═══ Document excerpt ═══

Honeybuns and I recently visited the National Museum of Natural History, a favourite of both of ours. We started with an astronomy show in the Omnimax theatre, Cosmic Collisions. Rather sensationalistic, but some quite nice computer animations.
Our main target was the exhibition “Rainbow Animals” (yup, that's the original, “Swedish”, name of the exhibition) on homosexuality in non-human animals. They had a couple of (plastic) dolphin pairs in quite explicit positions, but generally the exhibits were just random stuffed animals and we had to contend ourselves with reading about their lascivious natures. They did not show any whelks, but I was much amused to find there is a “Red-faced lovebird”, they must constantly get interrupted at inopportune moments. All in all the exhibition was quite small, but all exhibits were carefully cross-referenced to the relevant peer-reviewed literature, so there is plenty of further reading, should one feel like delving deeper into the subject.
We continued to see the other exhibitions. I've often complained that modern museums are too loud, but now found a very elegant solution to the problem, sound hoods that keep sounds restricted to the listeners standing right beneath them.
In the mineralogy department we found another clever invention: the mineral samples were placed in shelves that could be pulled out, lamps inside lighting up when the shelves were pulled out, very space-efficient and an excellent way to display the rocks.
The museum restaurant on the other hand had gone from indifferent to bad with the latest change of ownership, snagging a chorizo from the hot dog stand outside seems a viable option—for the non-vegetarians at least.
Then, just before we had to leave, we found a most delightful little exhibition on biological diversity, well hidden in the corridor leading to the whale exhibition. Do not miss!

═══

**Required work**.
1. Answer these questions from the museum visit account:
(a) What astronomy show did the visitors see first, and where?
(b) What was the name of the exhibition that was their main target?
(c) What had happened to the museum restaurant?
2. List every specific kind of animal named in the museum visit account.

═══ Data extracts ═══

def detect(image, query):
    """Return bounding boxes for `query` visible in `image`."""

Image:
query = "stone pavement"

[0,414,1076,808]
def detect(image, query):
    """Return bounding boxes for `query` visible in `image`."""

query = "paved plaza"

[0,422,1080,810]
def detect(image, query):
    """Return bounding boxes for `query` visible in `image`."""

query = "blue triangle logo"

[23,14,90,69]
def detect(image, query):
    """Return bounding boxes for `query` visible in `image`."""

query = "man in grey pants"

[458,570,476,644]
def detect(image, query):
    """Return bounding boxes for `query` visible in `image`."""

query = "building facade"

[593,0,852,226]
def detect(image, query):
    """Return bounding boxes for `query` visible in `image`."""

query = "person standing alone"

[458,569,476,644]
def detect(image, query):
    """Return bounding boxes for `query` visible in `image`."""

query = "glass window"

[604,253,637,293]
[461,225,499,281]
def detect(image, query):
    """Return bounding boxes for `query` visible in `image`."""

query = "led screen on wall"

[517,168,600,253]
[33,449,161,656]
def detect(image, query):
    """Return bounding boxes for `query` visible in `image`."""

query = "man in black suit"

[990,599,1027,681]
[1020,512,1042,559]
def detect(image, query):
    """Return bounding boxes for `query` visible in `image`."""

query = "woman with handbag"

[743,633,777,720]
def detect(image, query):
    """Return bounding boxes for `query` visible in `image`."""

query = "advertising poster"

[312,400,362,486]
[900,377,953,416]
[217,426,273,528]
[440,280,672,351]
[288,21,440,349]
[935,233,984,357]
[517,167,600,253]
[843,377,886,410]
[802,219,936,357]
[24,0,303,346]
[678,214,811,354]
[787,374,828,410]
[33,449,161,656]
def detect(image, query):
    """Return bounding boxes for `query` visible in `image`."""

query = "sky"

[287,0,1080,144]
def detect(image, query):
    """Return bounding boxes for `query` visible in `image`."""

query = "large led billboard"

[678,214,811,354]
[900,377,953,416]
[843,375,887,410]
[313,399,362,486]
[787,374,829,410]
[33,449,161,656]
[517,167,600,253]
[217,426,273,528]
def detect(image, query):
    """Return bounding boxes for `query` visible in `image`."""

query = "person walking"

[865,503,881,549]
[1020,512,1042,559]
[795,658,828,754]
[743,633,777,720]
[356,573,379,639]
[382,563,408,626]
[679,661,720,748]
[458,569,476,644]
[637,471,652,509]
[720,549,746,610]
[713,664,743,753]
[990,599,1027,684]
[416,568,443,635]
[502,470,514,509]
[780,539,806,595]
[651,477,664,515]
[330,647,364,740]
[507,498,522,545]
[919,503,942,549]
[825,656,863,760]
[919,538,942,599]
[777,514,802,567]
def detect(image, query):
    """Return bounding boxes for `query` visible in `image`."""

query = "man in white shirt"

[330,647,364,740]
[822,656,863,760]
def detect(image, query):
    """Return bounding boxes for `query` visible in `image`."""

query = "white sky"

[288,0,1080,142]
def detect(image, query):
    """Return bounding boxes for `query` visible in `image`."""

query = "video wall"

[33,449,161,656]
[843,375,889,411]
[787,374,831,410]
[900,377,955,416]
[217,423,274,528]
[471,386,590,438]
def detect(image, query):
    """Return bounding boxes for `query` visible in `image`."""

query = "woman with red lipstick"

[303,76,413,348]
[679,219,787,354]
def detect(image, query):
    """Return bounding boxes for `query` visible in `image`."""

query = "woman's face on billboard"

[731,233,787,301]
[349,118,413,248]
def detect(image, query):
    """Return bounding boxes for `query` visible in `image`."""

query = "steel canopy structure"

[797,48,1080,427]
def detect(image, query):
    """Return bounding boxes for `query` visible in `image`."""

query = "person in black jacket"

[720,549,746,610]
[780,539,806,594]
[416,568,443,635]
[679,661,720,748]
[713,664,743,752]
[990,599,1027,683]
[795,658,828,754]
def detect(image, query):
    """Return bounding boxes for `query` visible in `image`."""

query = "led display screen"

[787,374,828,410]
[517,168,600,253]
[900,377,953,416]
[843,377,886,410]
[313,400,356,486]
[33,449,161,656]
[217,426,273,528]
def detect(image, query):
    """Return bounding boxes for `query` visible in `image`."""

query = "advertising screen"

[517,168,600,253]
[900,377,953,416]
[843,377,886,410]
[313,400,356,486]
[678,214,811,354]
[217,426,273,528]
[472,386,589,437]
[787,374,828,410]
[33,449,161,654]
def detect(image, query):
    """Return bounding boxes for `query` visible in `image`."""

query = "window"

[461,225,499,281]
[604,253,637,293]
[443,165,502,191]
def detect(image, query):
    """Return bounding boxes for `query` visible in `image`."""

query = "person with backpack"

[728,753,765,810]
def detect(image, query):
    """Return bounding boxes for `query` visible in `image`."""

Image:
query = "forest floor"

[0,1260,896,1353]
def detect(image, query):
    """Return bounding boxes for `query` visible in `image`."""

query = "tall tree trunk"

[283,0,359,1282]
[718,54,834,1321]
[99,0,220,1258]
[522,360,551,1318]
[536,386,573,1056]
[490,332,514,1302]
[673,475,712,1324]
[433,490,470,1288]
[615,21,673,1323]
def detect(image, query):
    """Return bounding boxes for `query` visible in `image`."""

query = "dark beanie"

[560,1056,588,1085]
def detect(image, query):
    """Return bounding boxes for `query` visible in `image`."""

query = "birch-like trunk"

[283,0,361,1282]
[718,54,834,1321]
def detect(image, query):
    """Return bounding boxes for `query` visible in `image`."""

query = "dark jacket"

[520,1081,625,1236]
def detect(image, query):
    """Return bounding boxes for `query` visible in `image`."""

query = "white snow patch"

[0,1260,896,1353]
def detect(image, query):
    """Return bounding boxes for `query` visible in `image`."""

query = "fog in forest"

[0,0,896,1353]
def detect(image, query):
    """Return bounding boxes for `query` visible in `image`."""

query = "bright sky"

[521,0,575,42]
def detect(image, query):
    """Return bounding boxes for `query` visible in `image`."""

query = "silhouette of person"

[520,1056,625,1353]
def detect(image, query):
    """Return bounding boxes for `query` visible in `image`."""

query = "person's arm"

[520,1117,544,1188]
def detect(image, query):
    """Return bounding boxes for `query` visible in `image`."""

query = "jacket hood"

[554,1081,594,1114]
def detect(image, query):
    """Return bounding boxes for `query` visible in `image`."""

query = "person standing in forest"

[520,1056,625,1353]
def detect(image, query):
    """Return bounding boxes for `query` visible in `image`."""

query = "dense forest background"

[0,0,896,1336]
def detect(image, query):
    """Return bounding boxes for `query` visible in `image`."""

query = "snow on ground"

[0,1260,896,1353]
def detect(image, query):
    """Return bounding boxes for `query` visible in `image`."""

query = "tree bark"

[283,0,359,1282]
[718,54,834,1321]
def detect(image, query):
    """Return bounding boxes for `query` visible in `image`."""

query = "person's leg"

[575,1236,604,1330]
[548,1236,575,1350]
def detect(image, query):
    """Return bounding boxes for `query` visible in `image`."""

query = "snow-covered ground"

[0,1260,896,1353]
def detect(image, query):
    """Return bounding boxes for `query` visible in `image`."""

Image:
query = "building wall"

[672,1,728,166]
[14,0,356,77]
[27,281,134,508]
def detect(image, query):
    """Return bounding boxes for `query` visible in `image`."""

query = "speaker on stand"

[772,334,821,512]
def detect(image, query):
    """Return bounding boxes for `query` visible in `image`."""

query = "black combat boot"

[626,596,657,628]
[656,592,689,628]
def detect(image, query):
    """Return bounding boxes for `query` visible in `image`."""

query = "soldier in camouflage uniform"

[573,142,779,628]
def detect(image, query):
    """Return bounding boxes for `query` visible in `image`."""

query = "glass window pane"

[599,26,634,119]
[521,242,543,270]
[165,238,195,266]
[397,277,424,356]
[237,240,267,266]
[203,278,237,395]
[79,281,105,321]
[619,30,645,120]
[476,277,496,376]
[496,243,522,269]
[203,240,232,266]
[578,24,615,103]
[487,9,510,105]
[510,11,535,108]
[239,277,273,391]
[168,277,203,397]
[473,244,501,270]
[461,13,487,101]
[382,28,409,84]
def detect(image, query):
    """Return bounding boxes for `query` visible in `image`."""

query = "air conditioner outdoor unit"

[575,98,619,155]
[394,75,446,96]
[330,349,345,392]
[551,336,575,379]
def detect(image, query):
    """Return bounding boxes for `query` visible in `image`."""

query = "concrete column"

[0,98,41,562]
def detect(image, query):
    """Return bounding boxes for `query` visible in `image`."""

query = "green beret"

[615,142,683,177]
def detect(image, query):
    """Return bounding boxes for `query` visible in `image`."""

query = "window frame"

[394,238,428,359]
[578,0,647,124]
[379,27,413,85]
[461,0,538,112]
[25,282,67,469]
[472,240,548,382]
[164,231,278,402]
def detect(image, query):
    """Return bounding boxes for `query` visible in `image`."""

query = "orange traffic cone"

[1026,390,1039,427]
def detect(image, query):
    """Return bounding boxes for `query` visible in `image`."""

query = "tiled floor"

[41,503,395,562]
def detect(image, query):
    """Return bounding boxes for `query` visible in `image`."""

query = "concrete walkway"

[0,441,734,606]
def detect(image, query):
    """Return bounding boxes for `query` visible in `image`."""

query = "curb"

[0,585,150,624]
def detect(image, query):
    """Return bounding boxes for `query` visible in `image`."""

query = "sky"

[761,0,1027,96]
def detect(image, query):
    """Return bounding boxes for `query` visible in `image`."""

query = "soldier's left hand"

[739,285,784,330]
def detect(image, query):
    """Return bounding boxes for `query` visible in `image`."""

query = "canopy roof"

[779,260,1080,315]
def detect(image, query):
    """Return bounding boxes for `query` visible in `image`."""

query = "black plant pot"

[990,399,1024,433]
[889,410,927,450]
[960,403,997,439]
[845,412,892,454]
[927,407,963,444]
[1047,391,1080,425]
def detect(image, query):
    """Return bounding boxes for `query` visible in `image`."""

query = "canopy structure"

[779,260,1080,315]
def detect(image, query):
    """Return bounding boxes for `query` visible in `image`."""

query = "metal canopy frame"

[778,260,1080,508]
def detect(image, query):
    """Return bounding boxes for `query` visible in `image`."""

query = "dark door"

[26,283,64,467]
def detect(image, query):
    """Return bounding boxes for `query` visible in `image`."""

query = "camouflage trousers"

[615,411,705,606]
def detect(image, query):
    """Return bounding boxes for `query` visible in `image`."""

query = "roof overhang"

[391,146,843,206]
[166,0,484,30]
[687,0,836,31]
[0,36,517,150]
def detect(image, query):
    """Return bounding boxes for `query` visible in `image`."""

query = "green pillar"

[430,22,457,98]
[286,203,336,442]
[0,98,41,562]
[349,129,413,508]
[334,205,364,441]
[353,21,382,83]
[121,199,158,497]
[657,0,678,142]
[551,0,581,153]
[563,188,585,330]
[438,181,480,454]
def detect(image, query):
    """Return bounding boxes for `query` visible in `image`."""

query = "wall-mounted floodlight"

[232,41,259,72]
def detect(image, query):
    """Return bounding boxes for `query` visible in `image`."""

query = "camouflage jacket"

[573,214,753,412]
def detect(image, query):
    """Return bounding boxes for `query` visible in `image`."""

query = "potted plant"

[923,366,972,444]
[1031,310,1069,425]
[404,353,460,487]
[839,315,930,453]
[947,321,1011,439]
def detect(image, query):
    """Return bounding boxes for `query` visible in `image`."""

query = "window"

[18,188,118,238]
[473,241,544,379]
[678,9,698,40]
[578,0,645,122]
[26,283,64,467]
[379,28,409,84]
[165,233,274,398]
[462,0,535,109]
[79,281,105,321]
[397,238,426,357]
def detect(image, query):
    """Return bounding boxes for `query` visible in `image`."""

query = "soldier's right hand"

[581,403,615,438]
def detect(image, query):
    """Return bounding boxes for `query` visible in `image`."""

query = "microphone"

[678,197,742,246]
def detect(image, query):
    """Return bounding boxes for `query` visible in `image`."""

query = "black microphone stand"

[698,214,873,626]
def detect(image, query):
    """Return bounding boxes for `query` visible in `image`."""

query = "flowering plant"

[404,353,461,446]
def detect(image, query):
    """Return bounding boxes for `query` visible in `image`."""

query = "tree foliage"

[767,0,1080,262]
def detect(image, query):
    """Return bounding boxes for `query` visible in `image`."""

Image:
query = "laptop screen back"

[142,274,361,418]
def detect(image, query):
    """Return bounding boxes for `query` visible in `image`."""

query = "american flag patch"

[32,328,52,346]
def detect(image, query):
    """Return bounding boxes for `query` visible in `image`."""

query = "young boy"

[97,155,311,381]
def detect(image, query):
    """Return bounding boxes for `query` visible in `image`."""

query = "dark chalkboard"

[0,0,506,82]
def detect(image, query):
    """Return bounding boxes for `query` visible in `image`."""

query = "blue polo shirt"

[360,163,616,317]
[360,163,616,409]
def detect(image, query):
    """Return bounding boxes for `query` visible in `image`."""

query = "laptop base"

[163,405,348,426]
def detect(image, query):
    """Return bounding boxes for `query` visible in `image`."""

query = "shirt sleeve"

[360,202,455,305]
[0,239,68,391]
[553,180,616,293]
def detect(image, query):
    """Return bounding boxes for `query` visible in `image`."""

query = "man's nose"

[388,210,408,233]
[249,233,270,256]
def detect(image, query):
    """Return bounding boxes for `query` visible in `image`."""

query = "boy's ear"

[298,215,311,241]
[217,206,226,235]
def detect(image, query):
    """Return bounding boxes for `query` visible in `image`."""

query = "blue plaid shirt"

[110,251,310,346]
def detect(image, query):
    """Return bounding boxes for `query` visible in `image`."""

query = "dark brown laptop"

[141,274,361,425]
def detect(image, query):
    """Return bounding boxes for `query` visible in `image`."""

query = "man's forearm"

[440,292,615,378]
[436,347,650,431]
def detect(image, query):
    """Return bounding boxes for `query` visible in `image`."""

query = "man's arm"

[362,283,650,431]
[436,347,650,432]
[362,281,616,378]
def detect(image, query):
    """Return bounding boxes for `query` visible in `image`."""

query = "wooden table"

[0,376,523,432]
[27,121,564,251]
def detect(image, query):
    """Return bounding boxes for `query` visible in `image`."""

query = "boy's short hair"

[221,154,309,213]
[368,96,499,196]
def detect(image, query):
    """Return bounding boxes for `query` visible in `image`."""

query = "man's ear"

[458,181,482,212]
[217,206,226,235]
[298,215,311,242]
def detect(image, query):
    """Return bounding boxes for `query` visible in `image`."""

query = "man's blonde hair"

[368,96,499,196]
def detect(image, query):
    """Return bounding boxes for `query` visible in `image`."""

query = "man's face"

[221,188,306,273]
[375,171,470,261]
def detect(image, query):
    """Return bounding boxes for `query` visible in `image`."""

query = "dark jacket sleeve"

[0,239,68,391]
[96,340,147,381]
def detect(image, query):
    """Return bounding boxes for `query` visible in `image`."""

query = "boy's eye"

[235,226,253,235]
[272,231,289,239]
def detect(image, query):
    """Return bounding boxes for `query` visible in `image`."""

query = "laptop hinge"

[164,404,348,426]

═══

**Task answers**.
1.
(a) Cosmic Collisions, in the Omnimax theatre.
(b) "Rainbow Animals."
(c) It had gone from indifferent to bad with the latest change of ownership.

2.
- Dolphins
- Whelks
- Red-faced lovebird
- Whales